WORK TO COMPLETE – Please reproduce the records word for word, from the line with "task: trace the outline of the tall grass" to the end of the records, leaving out the pictures.

INFORMATION GIVEN –
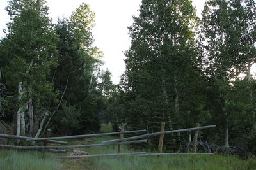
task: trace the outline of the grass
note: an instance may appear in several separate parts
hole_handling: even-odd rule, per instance
[[[109,125],[102,128],[110,129]],[[118,137],[104,136],[93,138],[93,143],[101,143]],[[116,153],[117,146],[89,148],[89,154]],[[122,153],[135,152],[122,146]],[[256,160],[246,160],[235,156],[162,156],[148,157],[101,157],[84,159],[84,166],[90,169],[256,169]]]
[[[95,138],[97,143],[113,139]],[[122,146],[122,153],[134,152]],[[116,153],[116,146],[93,148],[90,154]],[[102,157],[87,159],[92,169],[256,169],[256,160],[243,160],[235,156],[162,156]]]
[[[111,131],[109,125],[103,124],[100,132]],[[118,138],[118,136],[94,138],[93,143]],[[90,139],[68,139],[68,145],[88,144]],[[90,141],[90,140],[89,140]],[[88,151],[90,155],[116,153],[117,146],[77,148]],[[68,150],[69,154],[72,150]],[[122,153],[138,152],[122,146]],[[256,159],[246,160],[235,156],[162,156],[148,157],[100,157],[79,159],[51,159],[52,154],[44,155],[36,152],[0,151],[0,169],[256,169]]]
[[[2,150],[0,151],[0,169],[62,169],[61,165],[51,159],[51,155],[45,154],[42,159],[41,152]]]

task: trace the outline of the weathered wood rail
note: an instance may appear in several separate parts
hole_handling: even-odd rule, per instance
[[[77,155],[77,156],[61,156],[57,157],[58,159],[79,159],[79,158],[92,158],[92,157],[124,157],[124,156],[132,156],[140,154],[145,154],[146,152],[137,152],[137,153],[113,153],[113,154],[100,154],[100,155]]]
[[[79,138],[89,138],[89,137],[103,136],[109,136],[109,135],[120,134],[145,132],[146,131],[147,131],[145,129],[145,130],[137,130],[137,131],[123,131],[123,132],[104,133],[104,134],[92,134],[74,135],[74,136],[51,137],[51,138],[31,138],[31,139],[27,139],[26,140],[27,141],[45,141],[45,140],[52,140],[52,139]]]
[[[214,155],[214,153],[160,153],[135,155],[135,157],[174,156],[174,155]]]
[[[175,155],[214,155],[214,153],[146,153],[145,152],[138,153],[113,153],[113,154],[99,154],[89,155],[77,156],[61,156],[57,157],[58,159],[80,159],[92,157],[153,157],[153,156],[175,156]]]
[[[211,128],[211,127],[216,127],[216,125],[214,125],[202,126],[202,127],[199,127],[182,129],[173,130],[173,131],[165,131],[165,132],[156,132],[156,133],[135,136],[132,136],[132,137],[124,138],[122,139],[106,141],[102,141],[102,143],[108,143],[121,142],[121,141],[137,139],[140,139],[140,138],[147,138],[147,137],[150,137],[150,136],[158,136],[158,135],[163,135],[163,134],[167,134],[180,132],[186,132],[186,131],[196,131],[196,130],[200,130],[200,129],[206,129],[206,128]]]
[[[28,136],[16,136],[16,135],[12,135],[12,134],[0,134],[0,138],[15,138],[15,139],[36,139],[36,138],[33,138],[28,137]],[[63,145],[65,145],[65,144],[68,143],[66,141],[60,141],[47,140],[47,139],[43,140],[43,141],[46,141],[48,143],[58,143],[58,144],[63,144]]]
[[[115,145],[129,145],[131,143],[146,143],[146,142],[147,142],[147,140],[125,141],[121,143],[100,143],[100,144],[69,145],[69,146],[13,146],[13,145],[0,145],[0,148],[12,148],[17,150],[44,150],[49,149],[67,149],[67,148],[97,147],[97,146],[103,146]]]

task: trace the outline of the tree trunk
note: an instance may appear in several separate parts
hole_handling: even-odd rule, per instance
[[[31,95],[31,92],[29,90],[29,93]],[[34,112],[33,110],[32,97],[28,99],[28,107],[29,110],[29,136],[32,137],[34,128]]]
[[[18,93],[19,93],[19,100],[20,101],[22,96],[23,96],[23,90],[22,87],[22,82],[19,83],[18,86]],[[17,136],[20,135],[20,132],[24,133],[24,110],[22,106],[19,108],[17,113]]]
[[[229,135],[228,135],[228,119],[227,113],[225,113],[226,124],[225,127],[225,147],[229,149]]]
[[[44,123],[44,122],[45,122],[45,120],[46,120],[47,117],[49,116],[48,111],[45,111],[45,112],[44,113],[44,118],[43,118],[43,120],[42,120],[42,121],[41,121],[39,129],[38,129],[38,131],[37,131],[37,133],[36,133],[36,136],[35,136],[35,138],[38,138],[39,137],[39,135],[40,134],[41,131],[42,131],[42,129],[43,129]]]
[[[177,129],[180,129],[180,113],[179,113],[179,94],[178,89],[177,88],[177,77],[175,76],[174,76],[174,82],[175,82],[175,87],[174,87],[174,92],[175,93],[175,97],[174,99],[174,112],[175,113],[175,115],[177,116]],[[180,148],[182,148],[182,145],[181,145],[181,139],[180,139],[180,132],[177,133],[178,136],[178,141],[179,144],[180,145]]]
[[[169,112],[167,115],[164,115],[164,113],[163,115],[163,118],[164,119],[164,117],[167,116],[167,120],[168,122],[168,129],[170,130],[173,130],[173,128],[172,127],[172,118],[171,118],[171,113],[170,113],[170,107],[169,107],[169,103],[168,100],[168,95],[167,95],[167,91],[166,91],[166,88],[165,85],[165,80],[163,78],[162,81],[162,87],[163,87],[163,96],[164,96],[164,104],[165,107],[166,108],[167,112]]]

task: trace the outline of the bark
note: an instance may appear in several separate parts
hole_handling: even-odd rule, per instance
[[[229,134],[228,134],[228,118],[227,113],[225,113],[226,124],[225,127],[225,147],[229,148]]]
[[[19,100],[20,101],[22,96],[22,82],[19,82],[19,86],[18,86],[18,93],[19,94]],[[22,114],[23,112],[23,114]],[[20,131],[21,131],[21,117],[22,115],[23,115],[24,117],[24,109],[22,108],[22,106],[19,108],[18,111],[17,113],[17,136],[20,136]]]
[[[178,122],[178,126],[177,128],[180,129],[180,110],[179,110],[179,91],[178,89],[177,88],[177,77],[176,76],[174,76],[174,82],[175,82],[175,87],[174,87],[174,92],[175,93],[175,97],[174,99],[174,111],[175,113],[175,115],[177,116],[177,120]],[[181,145],[181,139],[180,139],[180,133],[178,132],[177,133],[177,136],[178,136],[178,141],[179,141],[179,144],[180,145],[180,148],[182,148],[182,145]]]
[[[49,116],[48,111],[45,111],[44,113],[44,116],[43,120],[42,120],[42,121],[41,121],[39,129],[38,129],[38,131],[37,131],[37,133],[36,133],[36,136],[35,136],[35,138],[38,138],[39,137],[39,135],[40,135],[40,133],[41,133],[42,129],[43,129],[44,123],[44,122],[45,122],[46,118],[47,118],[47,117]]]
[[[59,108],[59,107],[60,107],[60,104],[61,103],[62,99],[63,98],[64,94],[65,94],[65,93],[66,92],[67,87],[68,87],[68,80],[69,80],[69,76],[68,76],[68,78],[67,78],[67,79],[66,86],[65,87],[64,92],[63,92],[63,93],[62,95],[61,95],[61,97],[60,98],[60,100],[59,104],[58,104],[57,108],[56,108],[56,110],[54,111],[54,112],[52,113],[52,114],[51,115],[51,117],[49,118],[49,120],[48,120],[48,121],[47,121],[47,123],[46,124],[46,125],[45,125],[45,128],[44,129],[44,131],[43,131],[43,133],[42,133],[43,134],[44,134],[44,133],[45,133],[45,131],[46,131],[46,129],[47,129],[47,127],[48,127],[48,125],[49,125],[49,124],[50,122],[51,122],[51,118],[52,118],[52,117],[55,115],[55,113],[56,113],[56,111],[58,110],[58,108]]]
[[[29,90],[29,93],[31,95],[31,92]],[[29,136],[32,137],[34,128],[34,112],[33,110],[32,97],[28,99],[28,107],[29,110]]]
[[[169,102],[168,100],[168,95],[167,95],[167,90],[165,85],[165,80],[163,78],[162,81],[162,87],[163,87],[163,93],[164,96],[164,104],[166,108],[166,110],[168,112],[170,112],[170,107],[169,107]],[[164,115],[164,113],[163,115],[163,118],[164,118],[164,117],[166,115]],[[172,118],[171,118],[171,113],[169,113],[167,115],[167,120],[168,122],[168,127],[170,130],[173,130],[173,128],[172,127]]]

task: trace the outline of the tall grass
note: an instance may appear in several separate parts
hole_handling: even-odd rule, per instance
[[[62,169],[61,166],[50,155],[37,152],[0,150],[0,169],[3,170],[54,170]]]
[[[102,126],[108,127],[107,125]],[[104,136],[93,139],[95,143],[110,140],[118,137]],[[116,153],[117,146],[95,147],[89,149],[90,154]],[[122,153],[134,152],[126,146],[122,146]],[[138,151],[137,151],[138,152]],[[216,155],[214,156],[161,156],[100,157],[84,159],[92,169],[256,169],[256,160],[253,158],[243,160],[235,156]]]

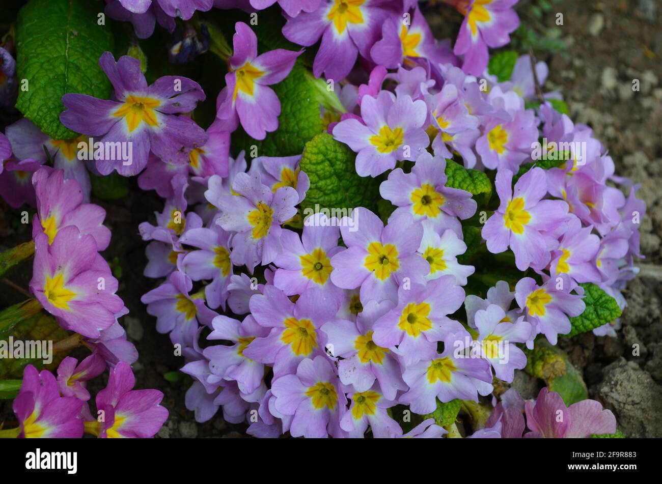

OUTPUT –
task: trace the outline of the tall grass
note: an instance may appear in several separate parts
hole_handling: even-odd rule, per instance
[[[62,169],[61,166],[50,155],[37,152],[0,150],[0,169],[3,170],[54,170]]]
[[[102,126],[108,127],[107,125]],[[104,136],[93,139],[95,143],[110,140],[118,137]],[[116,153],[117,146],[95,147],[89,149],[90,154]],[[122,153],[134,152],[126,146],[122,146]],[[138,151],[137,151],[138,152]],[[216,155],[214,156],[161,156],[100,157],[84,159],[92,169],[256,169],[256,160],[253,158],[243,160],[235,156]]]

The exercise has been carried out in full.